▶ DIRECTIONS
An exact copy of the whole listing is required.

▶ MATERIAL FOR THIS EXERCISE

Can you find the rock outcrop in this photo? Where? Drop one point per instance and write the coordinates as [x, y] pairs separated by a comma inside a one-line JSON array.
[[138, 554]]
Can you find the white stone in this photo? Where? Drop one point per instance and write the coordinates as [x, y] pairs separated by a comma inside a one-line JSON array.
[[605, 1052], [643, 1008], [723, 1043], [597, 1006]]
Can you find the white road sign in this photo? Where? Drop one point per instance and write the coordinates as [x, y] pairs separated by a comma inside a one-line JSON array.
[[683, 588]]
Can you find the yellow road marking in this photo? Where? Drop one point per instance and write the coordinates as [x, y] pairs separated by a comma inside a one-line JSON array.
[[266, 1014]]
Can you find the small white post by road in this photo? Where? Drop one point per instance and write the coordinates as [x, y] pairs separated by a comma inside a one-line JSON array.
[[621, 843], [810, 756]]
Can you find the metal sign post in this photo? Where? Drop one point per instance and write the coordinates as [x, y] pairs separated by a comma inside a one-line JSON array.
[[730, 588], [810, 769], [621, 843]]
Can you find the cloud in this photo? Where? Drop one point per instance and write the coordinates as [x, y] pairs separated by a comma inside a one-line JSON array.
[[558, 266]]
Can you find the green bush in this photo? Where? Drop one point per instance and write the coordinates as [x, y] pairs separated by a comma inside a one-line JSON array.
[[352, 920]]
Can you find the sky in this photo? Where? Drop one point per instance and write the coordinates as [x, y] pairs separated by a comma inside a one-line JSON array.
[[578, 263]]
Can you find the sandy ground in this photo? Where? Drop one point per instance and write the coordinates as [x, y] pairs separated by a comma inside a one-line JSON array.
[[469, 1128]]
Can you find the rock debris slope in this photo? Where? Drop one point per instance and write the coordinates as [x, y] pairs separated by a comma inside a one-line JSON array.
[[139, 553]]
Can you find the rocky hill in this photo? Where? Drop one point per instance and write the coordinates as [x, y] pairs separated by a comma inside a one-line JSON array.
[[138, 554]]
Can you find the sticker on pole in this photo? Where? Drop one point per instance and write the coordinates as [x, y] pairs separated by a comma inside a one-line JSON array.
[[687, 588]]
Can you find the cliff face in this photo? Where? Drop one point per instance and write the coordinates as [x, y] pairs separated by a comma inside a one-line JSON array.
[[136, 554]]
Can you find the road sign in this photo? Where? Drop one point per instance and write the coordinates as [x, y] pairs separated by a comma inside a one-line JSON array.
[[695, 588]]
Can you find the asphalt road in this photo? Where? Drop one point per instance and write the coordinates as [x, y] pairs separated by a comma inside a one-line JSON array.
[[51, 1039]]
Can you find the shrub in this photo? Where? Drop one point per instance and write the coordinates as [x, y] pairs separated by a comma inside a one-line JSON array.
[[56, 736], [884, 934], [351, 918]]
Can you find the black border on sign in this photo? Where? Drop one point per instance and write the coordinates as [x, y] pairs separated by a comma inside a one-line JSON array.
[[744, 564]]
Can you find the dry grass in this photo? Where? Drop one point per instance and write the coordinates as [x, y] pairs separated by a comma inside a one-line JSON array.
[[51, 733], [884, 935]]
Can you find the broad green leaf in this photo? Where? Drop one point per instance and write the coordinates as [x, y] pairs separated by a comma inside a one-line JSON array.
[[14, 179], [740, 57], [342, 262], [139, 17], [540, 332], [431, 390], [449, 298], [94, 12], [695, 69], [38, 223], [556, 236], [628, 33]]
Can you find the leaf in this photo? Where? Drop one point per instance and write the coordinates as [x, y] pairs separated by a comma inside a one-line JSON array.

▶ PROBLEM SOLUTION
Can you find the rock outcrop in this photo? Where? Drop one point per instance and write the coordinates as [x, y] pairs separated by a comma inside a one-line JSON array.
[[138, 554]]
Can you find the white stone in this photo? Where? Drop one point per instance and write the coordinates as [x, y] pairs separated by a comma inside a one-line JSON array.
[[605, 1052], [643, 1008], [723, 1043], [597, 1006]]
Can you find the white road sign in this photo? Where? Drop one point per instance and write the coordinates as [x, y] pairs separated by a comma inside a one-line JSON array.
[[683, 588]]
Can you find the yellow road marking in this photo? Where? Drop one point per instance and write the coordinates as [x, y] pairs separated by a comma inside a one-line JSON array.
[[266, 1014]]
Can you find the small white post by road in this photo? Where? Drop one point per instance and write the coordinates as [x, y] pairs separated by a comma inside a one-line JSON array.
[[621, 843], [810, 756]]
Can you find the metal sign post in this photo? Where? Drop one point per instance and write the coordinates as [x, y] pairs separated by a comma inside a one-line JSON array.
[[730, 588], [810, 769], [621, 843]]
Can you find the cloud in this photo? Where? Drop one point per instance and write the coordinates as [x, y] pairs separated by a comma inside a one-line JSON array.
[[558, 266]]
Can you find the green bush in this photo? Where? Drop one point per instance and write the coordinates as [x, y] pairs separated by a comma inside a one-line JSON array.
[[352, 920]]
Can you find the sky in this photo? Where? Drop one point per instance and write the coordinates as [x, y] pairs separated by a comma inside a one-line JSON array.
[[578, 263]]
Can you find the sandy ground in this photo? Where? Drop one point per instance and write the coordinates as [x, y] pairs separated by a comma inside a one-line JSON array.
[[469, 1128]]
Can you find the rock debris slope in this photo? Where? Drop one point per instance and write the coordinates as [x, y] pairs separated by a comma inside a one-line JSON array.
[[139, 553]]
Can you find the rocky hill in this photo? Where? Drop one point per instance and write the coordinates as [x, y] pairs separated by a comma inside a one-line JSON array.
[[138, 554]]
Can you find the sticker on pole in this photo? Where? Drop one point per instance and write the coordinates as [x, y] pairs separated by a comma inside a one-line JSON array.
[[687, 588]]
Can you find the cliff face in this photo? Where? Drop one point per instance and write the coordinates as [x, y] pairs separated by a comma inside a one-line JSON array.
[[136, 554]]
Can you find the road sign in this photo? Where? Drop one point per instance and write the coordinates as [x, y] pairs separated by a comma inside a one-line JSON array.
[[695, 588]]
Can you find the asphalt road in this photo? Where? Drop one point per instance and write the coordinates as [x, y] pairs separated by a comma inside a one-line JSON array.
[[51, 1039]]
Can you find the shrub in this photo? Where? Drop one point per instance and write the coordinates as [x, y] pairs separated by a comma inside a one-line JSON array.
[[56, 736], [884, 934], [351, 918]]
Can you find the black border on sign in this photo? Where? Drop one point per instance and write the coordinates as [x, y] pairs separated by a comma inside a one-line JSON array.
[[744, 564]]
Can you find the dry grass in this photo? Where? Drop one point per instance and write the coordinates as [x, y] pairs separated by a comma inside a one-line JSON array.
[[51, 733], [884, 935]]
Can you find the broad green leaf in this photo? Where? Drop one point per instance and write the coordinates as [x, y] pairs separated by a comma inside a one-line JSON array.
[[14, 179], [740, 57], [342, 262], [139, 17], [540, 332], [431, 390], [449, 298], [94, 12], [695, 69], [38, 223], [556, 236], [628, 33]]
Can you find the leaf in this photo? Where? Drop one point per instance and write the coordinates as [x, y] pairs separated by a comma inside a one-line JSON array.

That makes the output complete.